(Beginning of Provided records)

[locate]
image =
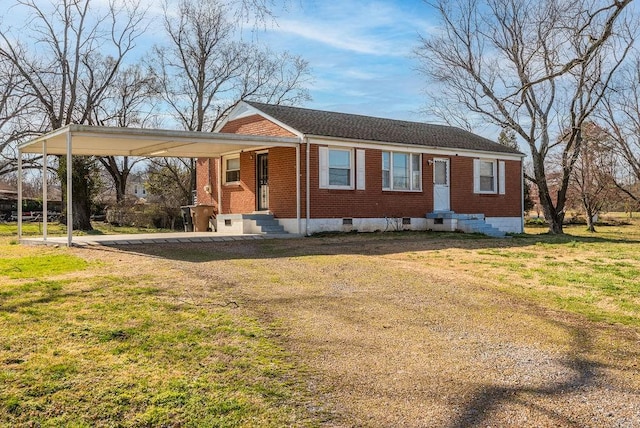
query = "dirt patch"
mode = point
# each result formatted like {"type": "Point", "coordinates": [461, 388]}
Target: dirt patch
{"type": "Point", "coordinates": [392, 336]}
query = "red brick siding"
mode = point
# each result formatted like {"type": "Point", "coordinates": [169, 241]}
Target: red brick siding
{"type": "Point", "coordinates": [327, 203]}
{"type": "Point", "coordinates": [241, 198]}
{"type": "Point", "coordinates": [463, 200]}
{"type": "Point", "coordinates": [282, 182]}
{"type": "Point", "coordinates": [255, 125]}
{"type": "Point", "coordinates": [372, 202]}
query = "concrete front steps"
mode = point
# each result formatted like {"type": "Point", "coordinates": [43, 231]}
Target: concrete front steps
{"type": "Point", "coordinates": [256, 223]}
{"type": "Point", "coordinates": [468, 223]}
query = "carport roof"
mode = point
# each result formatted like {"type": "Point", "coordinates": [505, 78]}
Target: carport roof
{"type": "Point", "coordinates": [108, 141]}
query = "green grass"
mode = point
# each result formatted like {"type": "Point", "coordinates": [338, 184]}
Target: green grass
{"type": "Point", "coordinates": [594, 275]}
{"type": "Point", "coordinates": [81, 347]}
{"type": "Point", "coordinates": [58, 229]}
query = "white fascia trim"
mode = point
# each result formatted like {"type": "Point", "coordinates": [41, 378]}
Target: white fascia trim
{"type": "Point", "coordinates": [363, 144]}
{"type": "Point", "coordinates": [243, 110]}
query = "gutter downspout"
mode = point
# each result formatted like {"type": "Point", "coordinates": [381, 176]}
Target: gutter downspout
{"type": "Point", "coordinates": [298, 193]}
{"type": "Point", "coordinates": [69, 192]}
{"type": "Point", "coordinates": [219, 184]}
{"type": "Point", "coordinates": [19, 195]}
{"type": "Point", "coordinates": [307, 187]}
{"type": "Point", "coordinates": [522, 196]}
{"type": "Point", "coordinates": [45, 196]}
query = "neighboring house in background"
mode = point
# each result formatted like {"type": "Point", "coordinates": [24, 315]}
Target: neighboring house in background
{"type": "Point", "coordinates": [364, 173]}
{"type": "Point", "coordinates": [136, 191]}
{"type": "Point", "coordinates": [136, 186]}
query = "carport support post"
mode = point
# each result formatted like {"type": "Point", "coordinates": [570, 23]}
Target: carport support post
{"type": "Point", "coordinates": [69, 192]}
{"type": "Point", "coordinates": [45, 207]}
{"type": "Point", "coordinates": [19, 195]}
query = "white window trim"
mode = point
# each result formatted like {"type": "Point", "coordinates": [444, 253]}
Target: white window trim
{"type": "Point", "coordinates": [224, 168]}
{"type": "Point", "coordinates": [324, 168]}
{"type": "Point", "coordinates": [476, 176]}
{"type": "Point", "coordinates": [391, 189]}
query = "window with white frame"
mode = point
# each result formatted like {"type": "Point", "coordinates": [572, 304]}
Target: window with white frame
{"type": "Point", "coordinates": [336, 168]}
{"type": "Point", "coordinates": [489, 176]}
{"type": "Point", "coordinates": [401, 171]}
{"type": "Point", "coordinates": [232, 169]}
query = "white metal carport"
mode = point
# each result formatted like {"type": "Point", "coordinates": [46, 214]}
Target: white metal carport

(End of Provided records)

* **Action item**
Each line of the material is to be output exactly. Images are not part of the expected output.

* **Exercise solution**
[locate]
image =
query = "dirt patch"
mode = point
# each result formatted like {"type": "Point", "coordinates": [461, 388]}
Target: dirt patch
{"type": "Point", "coordinates": [392, 336]}
query = "red brick siding"
mode = point
# each result formatted like {"type": "Point", "coordinates": [169, 241]}
Target: red brick siding
{"type": "Point", "coordinates": [327, 203]}
{"type": "Point", "coordinates": [241, 198]}
{"type": "Point", "coordinates": [463, 200]}
{"type": "Point", "coordinates": [282, 182]}
{"type": "Point", "coordinates": [255, 125]}
{"type": "Point", "coordinates": [372, 202]}
query = "concrete front steps"
mode = point
# each result formatted like {"type": "Point", "coordinates": [43, 231]}
Target: concrete front steps
{"type": "Point", "coordinates": [256, 223]}
{"type": "Point", "coordinates": [468, 223]}
query = "carport roof"
mode = point
# each result formatted like {"type": "Point", "coordinates": [505, 78]}
Target: carport roof
{"type": "Point", "coordinates": [108, 141]}
query = "green grass"
mode = point
# each result formatted like {"type": "Point", "coordinates": [338, 184]}
Target: green grass
{"type": "Point", "coordinates": [594, 275]}
{"type": "Point", "coordinates": [81, 347]}
{"type": "Point", "coordinates": [58, 229]}
query = "white fascia trim"
mode = point
# each result formatted like {"type": "Point", "coordinates": [41, 378]}
Target: white fascia trim
{"type": "Point", "coordinates": [363, 144]}
{"type": "Point", "coordinates": [243, 110]}
query = "gutter downspout"
mode = point
# each result formatted like {"type": "Point", "coordinates": [381, 176]}
Target: gutter downspout
{"type": "Point", "coordinates": [298, 193]}
{"type": "Point", "coordinates": [69, 192]}
{"type": "Point", "coordinates": [219, 184]}
{"type": "Point", "coordinates": [19, 195]}
{"type": "Point", "coordinates": [307, 187]}
{"type": "Point", "coordinates": [522, 196]}
{"type": "Point", "coordinates": [45, 196]}
query = "neighboring house in background"
mode = point
# each result formatted like {"type": "Point", "coordinates": [24, 315]}
Target: neighboring house in background
{"type": "Point", "coordinates": [364, 173]}
{"type": "Point", "coordinates": [136, 191]}
{"type": "Point", "coordinates": [136, 186]}
query = "carport support post"
mode = point
# each result formatted like {"type": "Point", "coordinates": [570, 23]}
Target: carport support post
{"type": "Point", "coordinates": [69, 192]}
{"type": "Point", "coordinates": [45, 207]}
{"type": "Point", "coordinates": [19, 195]}
query = "white window trim"
mode = point
# each result formatted like {"type": "Point", "coordinates": [444, 253]}
Target: white window trim
{"type": "Point", "coordinates": [224, 168]}
{"type": "Point", "coordinates": [324, 168]}
{"type": "Point", "coordinates": [476, 176]}
{"type": "Point", "coordinates": [391, 189]}
query = "window with white frame"
mode = point
# each result formatted like {"type": "Point", "coordinates": [572, 304]}
Target: window with white frame
{"type": "Point", "coordinates": [336, 168]}
{"type": "Point", "coordinates": [489, 176]}
{"type": "Point", "coordinates": [401, 171]}
{"type": "Point", "coordinates": [232, 169]}
query = "white metal carport"
mode = point
# each result formatted like {"type": "Point", "coordinates": [46, 214]}
Target: white metal carport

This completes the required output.